EXERCISE DETAILS:
Are you able to retype all the records below exactly?

---------- RECORDS FOR THE EXERCISE

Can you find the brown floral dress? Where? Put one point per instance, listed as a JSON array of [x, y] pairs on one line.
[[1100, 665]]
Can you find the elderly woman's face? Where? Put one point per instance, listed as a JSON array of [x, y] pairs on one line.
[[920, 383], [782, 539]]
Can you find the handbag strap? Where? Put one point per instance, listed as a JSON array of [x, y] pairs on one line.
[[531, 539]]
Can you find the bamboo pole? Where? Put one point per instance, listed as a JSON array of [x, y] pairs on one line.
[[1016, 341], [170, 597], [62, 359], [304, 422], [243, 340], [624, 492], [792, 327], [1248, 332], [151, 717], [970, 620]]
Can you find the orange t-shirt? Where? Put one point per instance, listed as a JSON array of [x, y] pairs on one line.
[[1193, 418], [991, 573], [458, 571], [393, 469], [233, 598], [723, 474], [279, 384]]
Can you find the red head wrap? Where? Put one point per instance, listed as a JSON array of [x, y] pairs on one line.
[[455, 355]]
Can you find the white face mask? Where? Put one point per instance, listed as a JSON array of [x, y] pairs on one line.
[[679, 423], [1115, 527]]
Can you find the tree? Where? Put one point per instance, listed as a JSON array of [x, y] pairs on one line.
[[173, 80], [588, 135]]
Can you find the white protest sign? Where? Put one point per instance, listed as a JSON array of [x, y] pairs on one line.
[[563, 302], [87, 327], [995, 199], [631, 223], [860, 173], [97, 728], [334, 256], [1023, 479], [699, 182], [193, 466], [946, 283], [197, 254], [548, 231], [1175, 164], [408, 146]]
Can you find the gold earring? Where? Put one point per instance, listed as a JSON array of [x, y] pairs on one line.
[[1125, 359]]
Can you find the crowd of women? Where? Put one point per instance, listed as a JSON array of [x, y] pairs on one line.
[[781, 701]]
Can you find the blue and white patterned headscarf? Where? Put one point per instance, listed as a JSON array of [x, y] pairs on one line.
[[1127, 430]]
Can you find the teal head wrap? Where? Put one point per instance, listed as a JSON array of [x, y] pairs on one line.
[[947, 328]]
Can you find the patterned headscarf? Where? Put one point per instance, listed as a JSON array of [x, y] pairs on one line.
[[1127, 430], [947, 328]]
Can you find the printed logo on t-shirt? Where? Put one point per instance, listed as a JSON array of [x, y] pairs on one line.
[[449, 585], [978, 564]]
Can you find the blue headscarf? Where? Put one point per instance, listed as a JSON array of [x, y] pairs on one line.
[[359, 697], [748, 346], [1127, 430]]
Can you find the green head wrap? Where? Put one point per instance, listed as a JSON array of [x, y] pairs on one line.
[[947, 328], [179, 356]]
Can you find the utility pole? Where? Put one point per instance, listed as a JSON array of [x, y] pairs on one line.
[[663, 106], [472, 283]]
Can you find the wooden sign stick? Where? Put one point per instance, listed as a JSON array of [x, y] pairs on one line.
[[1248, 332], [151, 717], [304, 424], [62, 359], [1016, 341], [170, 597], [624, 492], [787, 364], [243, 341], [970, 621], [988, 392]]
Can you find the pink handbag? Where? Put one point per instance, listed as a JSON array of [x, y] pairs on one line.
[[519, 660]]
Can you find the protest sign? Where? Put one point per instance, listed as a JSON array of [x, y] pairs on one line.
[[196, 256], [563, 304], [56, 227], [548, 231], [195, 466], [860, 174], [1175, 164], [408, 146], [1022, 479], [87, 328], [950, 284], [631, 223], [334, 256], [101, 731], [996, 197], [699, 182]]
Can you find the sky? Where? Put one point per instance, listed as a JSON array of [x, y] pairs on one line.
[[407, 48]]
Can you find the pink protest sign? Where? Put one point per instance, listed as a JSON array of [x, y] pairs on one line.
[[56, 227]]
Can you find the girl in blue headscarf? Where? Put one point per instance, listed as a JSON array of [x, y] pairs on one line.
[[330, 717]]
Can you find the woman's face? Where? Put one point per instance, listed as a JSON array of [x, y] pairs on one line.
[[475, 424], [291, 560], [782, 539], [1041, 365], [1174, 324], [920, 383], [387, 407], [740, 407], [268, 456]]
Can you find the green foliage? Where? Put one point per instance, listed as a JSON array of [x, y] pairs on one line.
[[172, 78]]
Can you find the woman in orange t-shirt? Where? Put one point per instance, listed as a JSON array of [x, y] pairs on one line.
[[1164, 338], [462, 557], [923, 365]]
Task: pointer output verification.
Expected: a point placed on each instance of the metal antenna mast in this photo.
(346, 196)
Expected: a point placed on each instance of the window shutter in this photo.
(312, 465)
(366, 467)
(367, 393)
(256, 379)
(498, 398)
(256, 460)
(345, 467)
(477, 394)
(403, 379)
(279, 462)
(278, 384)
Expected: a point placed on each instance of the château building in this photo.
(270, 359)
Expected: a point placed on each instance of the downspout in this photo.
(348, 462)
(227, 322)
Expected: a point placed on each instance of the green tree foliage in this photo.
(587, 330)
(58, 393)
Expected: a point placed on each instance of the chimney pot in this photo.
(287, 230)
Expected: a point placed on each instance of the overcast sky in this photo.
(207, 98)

--------------------

EXERCISE RESULT:
Can you find the brown floral dress? Where? Put one point per instance, listed as a JSON array of [x, y] pairs on one line.
[[1100, 665]]
Can you find the elderly woman's face? Where? Put one point per instance, listed as a JSON array of [x, y] pairs on one line.
[[920, 383], [782, 539]]
Can you find the handbag strap? Where? Put one point per instance, listed as a JSON array of [x, y] pairs on one line.
[[531, 539]]
Can you find the bamboo pole? Where? Put one point per instance, listed as a JSON array of [x, y] pairs on one line.
[[1016, 341], [170, 597], [62, 359], [304, 422], [243, 340], [624, 492], [792, 327], [1248, 332], [151, 717], [970, 620]]
Can you find the orange t-shirt? Where? Put one point per instance, listed as a JSON array of [x, y] pairs on one line.
[[1193, 418], [991, 573], [458, 571], [393, 469], [233, 598], [723, 474], [279, 384]]
Can you find the red head wrap? Where? Put one point per instance, listed as a JSON array of [x, y] pairs on one line.
[[455, 355]]
Can you find the white face mask? Where? Put one point per instance, listed as a JSON array of [x, y] pairs on one line.
[[679, 423], [1115, 527]]
Can you find the tree? Where? Put one point per instance, listed as a JSON array of [x, y] pairs on one line.
[[173, 80], [588, 135]]
Can you find the white protest sign? Where? Put one point per instance, listed as a JSON array of [x, y] pairs on one line.
[[563, 302], [87, 327], [995, 199], [631, 223], [860, 173], [97, 728], [334, 256], [1023, 479], [699, 182], [193, 466], [946, 283], [197, 254], [548, 231], [1175, 164], [408, 146]]
Can you find the gold earring? Where? Put one point per instance, listed as a JSON array of [x, y] pairs on one line.
[[1125, 359]]
Can you find the crowd of women? Where? Put one point per instance, listed as a JSON array of [x, y] pairs on one line.
[[781, 701]]
Can you find the blue and white patterned headscarf? Where? Put one point per instance, listed as a JSON array of [x, y] pairs on one line.
[[1127, 430]]
Can you find the teal head wrap? Where? Put one point per instance, listed as a JSON array of [x, y] pairs on one line.
[[947, 328]]
Can you find the patterned headscarf? Where? Put one point per instance, listed as a JSON array of [x, y] pairs on one line.
[[1127, 430], [947, 328]]
Can you find the printed logo on t-shirt? Where? Put one point per instance, listed as a JSON array of [x, y] pairs on one line.
[[449, 585], [978, 564]]
Can you find the blue headscarf? Where? Put one point per instance, listed as a JSON array of [x, y] pairs on one line.
[[359, 697], [748, 346], [1127, 430]]
Can you find the green head wrap? Where? Put one point per instance, listed as a JSON array of [x, y] pairs on one line.
[[947, 328], [179, 356]]
Can you find the utility pole? Where? Put one point per instance, listed as a JSON array of [x, y] pairs on one line.
[[663, 106], [472, 283]]
Can you find the wooden sign stick? Where? Put one point per instance, listed as a JSON array of [x, y] pairs on one line.
[[1248, 332], [151, 717], [304, 424], [62, 359], [1016, 341], [170, 597], [624, 492], [787, 364], [243, 341], [970, 621], [988, 392]]
Can you find the pink handbag? Where? Put one point per instance, listed as a JSON array of [x, y] pairs on one line.
[[519, 660]]
Can you find the protest sign? Where? Put one point per instance, listed as a JSON array of [x, y] pairs on one line.
[[196, 256], [563, 304], [56, 227], [548, 231], [195, 466], [860, 174], [1175, 164], [408, 146], [1022, 479], [87, 328], [950, 284], [631, 223], [334, 256], [101, 731], [996, 197], [699, 182]]
Can you find the sky? Where? Put one point per instance, listed as a JSON array of [x, y] pairs on one line.
[[407, 48]]
Can you find the pink protest sign? Where? Put one point per instance, listed as a JSON array of [x, y] pairs on one line.
[[56, 227]]
Can you find the girl in blue headscarf? Where? Put one point per instance, listed as a JSON array of [x, y] pairs on one line.
[[330, 717]]
Can you find the woman's face? Where? Put one point per instance, listed as a JSON array of [x, y] pairs on one line.
[[475, 424], [291, 560], [782, 539], [1041, 365], [1174, 324], [920, 383], [387, 407], [740, 407], [268, 456]]
Can you find the green foliage? Where? Put one point per instance, listed as a JSON array of [x, y] pairs on one line.
[[172, 78]]
Can you find the woman in orange t-shirt? Where? Put one point per instance, listed as a JSON array of [x, y] pairs on one line.
[[1164, 338], [462, 557], [923, 365]]
Task: pointer output verification.
Expected: a point placed on each instance of the metal antenna mast in this photo.
(346, 196)
Expected: a point placed on each instance of the window shutter in this photo.
(312, 465)
(366, 467)
(367, 393)
(256, 379)
(498, 398)
(256, 460)
(345, 467)
(477, 394)
(403, 379)
(279, 462)
(278, 384)
Expected: a point placed on each instance of the château building in this photo.
(270, 359)
Expected: a point placed on each instance of the downspout in this photo.
(348, 462)
(227, 322)
Expected: a point placed on each instance of the green tree foliage in this photo.
(587, 330)
(58, 393)
Expected: a point placed on each instance of the chimney pot in this photo.
(287, 230)
Expected: a point placed on each instance of the overcast sky in this photo.
(207, 98)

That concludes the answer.